**TEXTAUSZUG**
-=-=-=-=-
Vibe
Incognita
TEXT: Peter E. Rytz |
Entgegen seinem Titel Incognita bleibt das Quartett Vibe - Benedict Jäckle (sax), Leandro Irarragorri (p), Calvin Lennig (b), Jonas Kaltenbach (dr) – keineswegs inkognito in der Deckung. Mit jugendlich pulsierendem Übermut umkreist ihr Sound eine vom Bebop beeinflusste Modern-Jazz-Mitte.
Selbstbewusst spielen sie außer Wayne Shorter’s Pinocchio Eigenkomposition ohne falsche Scheu, sich in tradierten Spuren zu verlieren. Abwechslungsreich mit improvisatorischem Drive, hochenergetisch geben sie sich gegenseitig viel Raum, um sich auch mit solistischen Facetten zu zeigen. Ein von Berlin, Köln und Zürich aus organisiertes, überzeugend kollektives Spiel. Es negiert nicht nur geografisch Raum und Zeit. Der Sound, scheinbar grenzenlos fließend, driftet Subletting zwischen Sleeping in a Dream und Jurassic Space.
-=-=-=-=-
**EXTRAHIERTE DATEN**
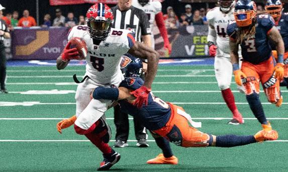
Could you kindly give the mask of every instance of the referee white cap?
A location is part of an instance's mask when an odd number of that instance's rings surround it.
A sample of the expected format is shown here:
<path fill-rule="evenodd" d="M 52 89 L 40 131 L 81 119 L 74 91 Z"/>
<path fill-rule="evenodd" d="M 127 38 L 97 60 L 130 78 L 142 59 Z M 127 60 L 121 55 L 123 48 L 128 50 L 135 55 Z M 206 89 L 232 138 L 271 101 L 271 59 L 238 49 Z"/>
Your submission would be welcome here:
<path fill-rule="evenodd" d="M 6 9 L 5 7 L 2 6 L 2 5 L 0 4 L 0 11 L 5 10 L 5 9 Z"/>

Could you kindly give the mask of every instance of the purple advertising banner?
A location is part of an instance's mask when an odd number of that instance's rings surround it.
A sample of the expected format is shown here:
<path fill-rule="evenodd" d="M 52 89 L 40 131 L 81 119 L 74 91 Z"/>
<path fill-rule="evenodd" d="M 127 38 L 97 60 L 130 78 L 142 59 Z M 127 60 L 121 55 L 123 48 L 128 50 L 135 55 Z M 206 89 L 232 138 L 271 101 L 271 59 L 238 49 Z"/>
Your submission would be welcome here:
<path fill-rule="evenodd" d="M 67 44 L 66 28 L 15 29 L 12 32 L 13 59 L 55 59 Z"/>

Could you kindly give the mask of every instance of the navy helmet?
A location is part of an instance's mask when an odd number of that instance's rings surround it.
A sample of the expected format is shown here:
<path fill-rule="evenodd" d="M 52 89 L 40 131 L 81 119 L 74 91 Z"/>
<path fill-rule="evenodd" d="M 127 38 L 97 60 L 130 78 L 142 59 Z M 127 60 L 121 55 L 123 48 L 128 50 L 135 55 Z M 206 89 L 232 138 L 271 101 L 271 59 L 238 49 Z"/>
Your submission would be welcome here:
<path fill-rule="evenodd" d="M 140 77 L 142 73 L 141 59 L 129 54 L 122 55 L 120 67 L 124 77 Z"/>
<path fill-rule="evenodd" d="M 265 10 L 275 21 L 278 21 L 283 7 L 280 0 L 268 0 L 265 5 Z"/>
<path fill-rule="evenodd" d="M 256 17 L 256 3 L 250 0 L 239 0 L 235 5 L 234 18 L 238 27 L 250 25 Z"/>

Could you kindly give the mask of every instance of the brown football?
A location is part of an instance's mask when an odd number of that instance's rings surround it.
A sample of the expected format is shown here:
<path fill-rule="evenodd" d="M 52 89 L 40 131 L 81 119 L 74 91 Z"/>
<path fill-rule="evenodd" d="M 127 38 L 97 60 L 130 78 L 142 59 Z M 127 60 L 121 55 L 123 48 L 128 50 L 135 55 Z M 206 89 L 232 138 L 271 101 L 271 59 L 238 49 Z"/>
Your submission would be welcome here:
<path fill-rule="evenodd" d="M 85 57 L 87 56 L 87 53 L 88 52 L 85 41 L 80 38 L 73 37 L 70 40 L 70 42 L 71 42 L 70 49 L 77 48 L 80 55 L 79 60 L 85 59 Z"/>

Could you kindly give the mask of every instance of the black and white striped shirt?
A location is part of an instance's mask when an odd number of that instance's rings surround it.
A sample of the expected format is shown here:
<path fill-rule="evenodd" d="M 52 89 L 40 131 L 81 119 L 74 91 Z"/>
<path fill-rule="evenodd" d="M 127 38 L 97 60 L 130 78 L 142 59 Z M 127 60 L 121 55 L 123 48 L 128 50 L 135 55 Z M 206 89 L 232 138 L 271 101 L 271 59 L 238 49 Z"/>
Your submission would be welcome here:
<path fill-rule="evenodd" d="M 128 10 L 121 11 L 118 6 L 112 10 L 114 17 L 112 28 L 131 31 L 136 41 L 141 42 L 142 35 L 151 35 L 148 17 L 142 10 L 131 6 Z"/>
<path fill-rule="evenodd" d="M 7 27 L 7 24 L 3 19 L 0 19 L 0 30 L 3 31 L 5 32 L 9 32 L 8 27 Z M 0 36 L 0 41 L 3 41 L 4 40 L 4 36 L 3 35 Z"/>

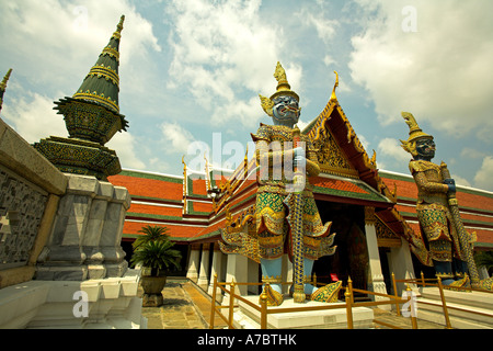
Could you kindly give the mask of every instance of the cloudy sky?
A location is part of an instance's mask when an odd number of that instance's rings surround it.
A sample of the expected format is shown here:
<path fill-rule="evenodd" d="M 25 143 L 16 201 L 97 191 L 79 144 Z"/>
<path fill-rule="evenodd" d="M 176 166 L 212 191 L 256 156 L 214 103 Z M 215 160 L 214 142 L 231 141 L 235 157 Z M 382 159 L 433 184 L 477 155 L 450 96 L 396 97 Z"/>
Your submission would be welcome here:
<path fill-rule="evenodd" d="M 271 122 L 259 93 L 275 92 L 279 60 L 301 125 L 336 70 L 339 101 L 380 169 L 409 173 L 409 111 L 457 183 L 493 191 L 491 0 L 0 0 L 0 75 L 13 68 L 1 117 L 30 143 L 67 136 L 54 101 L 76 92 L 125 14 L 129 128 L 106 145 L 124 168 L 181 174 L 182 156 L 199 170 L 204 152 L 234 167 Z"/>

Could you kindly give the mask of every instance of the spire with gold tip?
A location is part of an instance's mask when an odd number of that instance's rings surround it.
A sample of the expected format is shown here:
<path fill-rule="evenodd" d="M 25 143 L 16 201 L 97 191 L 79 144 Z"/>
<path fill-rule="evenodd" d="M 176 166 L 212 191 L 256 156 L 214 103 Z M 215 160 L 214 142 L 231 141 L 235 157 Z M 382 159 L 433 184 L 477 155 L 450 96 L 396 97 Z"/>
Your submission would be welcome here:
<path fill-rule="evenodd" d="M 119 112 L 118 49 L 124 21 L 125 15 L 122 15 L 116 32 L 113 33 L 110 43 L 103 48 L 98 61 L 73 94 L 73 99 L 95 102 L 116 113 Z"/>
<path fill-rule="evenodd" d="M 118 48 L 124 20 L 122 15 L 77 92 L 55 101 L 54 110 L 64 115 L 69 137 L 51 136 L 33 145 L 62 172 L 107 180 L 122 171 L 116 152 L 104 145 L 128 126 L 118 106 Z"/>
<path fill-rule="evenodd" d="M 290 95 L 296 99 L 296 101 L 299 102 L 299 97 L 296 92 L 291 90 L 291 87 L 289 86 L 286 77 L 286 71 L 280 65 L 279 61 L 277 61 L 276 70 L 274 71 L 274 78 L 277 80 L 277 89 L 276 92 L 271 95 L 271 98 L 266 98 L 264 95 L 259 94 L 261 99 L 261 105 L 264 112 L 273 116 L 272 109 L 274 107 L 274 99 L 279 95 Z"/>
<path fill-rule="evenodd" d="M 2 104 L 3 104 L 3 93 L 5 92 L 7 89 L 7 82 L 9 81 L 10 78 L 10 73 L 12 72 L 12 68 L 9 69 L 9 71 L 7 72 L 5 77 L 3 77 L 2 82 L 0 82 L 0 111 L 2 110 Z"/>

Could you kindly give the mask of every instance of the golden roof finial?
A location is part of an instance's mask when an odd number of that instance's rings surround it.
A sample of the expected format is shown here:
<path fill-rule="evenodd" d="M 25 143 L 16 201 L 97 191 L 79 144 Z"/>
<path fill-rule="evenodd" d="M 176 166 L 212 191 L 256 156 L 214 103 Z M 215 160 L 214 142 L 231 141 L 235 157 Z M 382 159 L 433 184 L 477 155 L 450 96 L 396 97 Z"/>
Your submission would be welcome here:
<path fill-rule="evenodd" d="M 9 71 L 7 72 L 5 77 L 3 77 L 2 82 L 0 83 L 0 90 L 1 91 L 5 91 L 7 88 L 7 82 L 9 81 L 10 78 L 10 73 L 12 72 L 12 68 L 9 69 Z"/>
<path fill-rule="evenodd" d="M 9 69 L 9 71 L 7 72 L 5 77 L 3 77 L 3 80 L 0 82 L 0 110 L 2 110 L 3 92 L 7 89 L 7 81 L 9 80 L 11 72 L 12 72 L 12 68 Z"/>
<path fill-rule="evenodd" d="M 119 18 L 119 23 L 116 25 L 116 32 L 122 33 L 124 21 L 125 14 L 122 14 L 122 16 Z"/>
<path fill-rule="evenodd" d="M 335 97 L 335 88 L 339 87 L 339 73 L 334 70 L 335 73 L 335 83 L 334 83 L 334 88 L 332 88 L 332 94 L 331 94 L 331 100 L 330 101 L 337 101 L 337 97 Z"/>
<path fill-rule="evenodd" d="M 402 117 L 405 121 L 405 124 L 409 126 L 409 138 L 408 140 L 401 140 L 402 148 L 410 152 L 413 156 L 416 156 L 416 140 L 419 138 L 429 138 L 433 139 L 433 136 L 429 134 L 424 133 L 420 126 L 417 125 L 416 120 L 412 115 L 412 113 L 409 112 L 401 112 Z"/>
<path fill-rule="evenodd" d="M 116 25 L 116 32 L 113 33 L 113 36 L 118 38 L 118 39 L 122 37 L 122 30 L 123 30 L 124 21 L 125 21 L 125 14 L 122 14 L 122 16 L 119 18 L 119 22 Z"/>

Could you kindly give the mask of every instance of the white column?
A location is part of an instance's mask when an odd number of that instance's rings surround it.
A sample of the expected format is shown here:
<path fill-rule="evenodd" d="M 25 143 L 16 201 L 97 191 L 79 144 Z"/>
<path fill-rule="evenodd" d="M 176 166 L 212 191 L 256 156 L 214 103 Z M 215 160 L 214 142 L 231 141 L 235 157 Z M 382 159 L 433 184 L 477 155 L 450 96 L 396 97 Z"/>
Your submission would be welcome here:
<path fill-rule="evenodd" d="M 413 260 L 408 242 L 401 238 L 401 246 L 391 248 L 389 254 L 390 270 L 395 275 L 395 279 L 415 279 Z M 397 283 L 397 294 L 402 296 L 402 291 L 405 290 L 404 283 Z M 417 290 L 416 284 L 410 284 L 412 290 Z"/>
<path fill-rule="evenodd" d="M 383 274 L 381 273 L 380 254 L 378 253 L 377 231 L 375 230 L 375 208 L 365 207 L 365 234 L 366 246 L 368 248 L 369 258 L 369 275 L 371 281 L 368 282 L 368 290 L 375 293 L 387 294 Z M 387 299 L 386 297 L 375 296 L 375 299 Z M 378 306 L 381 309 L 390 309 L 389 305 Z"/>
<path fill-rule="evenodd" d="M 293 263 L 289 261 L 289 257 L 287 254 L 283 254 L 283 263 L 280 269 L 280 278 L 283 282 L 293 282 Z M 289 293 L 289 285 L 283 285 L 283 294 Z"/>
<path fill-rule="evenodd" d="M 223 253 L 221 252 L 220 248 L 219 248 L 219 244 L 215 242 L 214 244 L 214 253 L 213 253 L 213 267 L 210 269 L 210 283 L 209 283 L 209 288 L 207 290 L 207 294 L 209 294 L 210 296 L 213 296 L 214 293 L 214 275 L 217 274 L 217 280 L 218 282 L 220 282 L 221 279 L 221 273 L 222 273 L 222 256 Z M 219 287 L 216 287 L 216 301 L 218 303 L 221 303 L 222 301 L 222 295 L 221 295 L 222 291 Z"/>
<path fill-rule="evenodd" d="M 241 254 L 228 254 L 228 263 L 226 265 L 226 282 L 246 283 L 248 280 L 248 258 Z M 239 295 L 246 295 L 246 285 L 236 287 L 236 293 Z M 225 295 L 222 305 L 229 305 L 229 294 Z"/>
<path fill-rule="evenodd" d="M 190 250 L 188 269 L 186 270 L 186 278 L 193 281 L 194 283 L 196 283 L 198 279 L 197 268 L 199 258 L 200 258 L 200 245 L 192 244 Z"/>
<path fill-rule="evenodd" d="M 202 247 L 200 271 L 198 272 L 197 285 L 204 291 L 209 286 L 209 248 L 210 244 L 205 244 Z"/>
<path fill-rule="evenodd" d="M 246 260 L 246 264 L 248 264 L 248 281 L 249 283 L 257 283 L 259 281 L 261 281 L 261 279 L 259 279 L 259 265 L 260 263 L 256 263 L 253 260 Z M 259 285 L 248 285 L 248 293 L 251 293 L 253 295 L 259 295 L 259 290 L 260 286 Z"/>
-=-=-=-=-
**AUFGABE 1**
Beantworte anhand der Besprechung zu Incognita:
(a) Wer spielt im Quartett Vibe Saxophon?
(b) Welches Stück eines anderen Komponisten spielt das Quartett?
(c) Von welchen Städten aus wird das Spiel organisiert?
**AUFGABE 2**
Setze die Besprechung zu Incognita vom Quartett Vibe nach ihrem letzten Satz fort.

**ANTWORT 1**
(a) Benedict Jäckle
(b) Pinocchio von Wayne Shorter
(c) Von Berlin, Köln und Zürich aus

**ANTWORT 2**
Featuring Felix Rossy erweitert den europäischen Vibe-Quartett-Kontext um eine katalanisch ingeniöse Facette. Rossy’s Trompete tönt glockenhell, gleichsam einen Kraftquell auslösend, der zusammen mit Jäckle’s Trompete Singular zu schweben scheint. Stellvertretend für das Quartett formuliert Kaltenbach die Überzeugung, dass Rossy die Vibe-Philosophie so intensiv verinnerlicht hat, dass dem Quartett nahezu übergangslos ein hochenergetisch spielendes Quintett beigefügt worden ist.
Irarragorri’s Pianospiel artikuliert mit ausgewogener Zurückhaltung, um im nächsten Moment die Richtung zu wechseln. Lennig und Kaltenbach zirkeln Bass- und Drum-Lines straight ahead, legen Jäckle und Rossy einen Klangmotiv-Teppich aus, den sie als Vibe-Quintett zusammenknüpfen.
Incognita, aufgenommen 2019 im Musikclub Mehrspur in Zürich und im Loft in Köln, ist mehr als nur ein CD-Dokument. Es ist auch eine hoffnungsvolle Jazz-Vibration namens Vibe.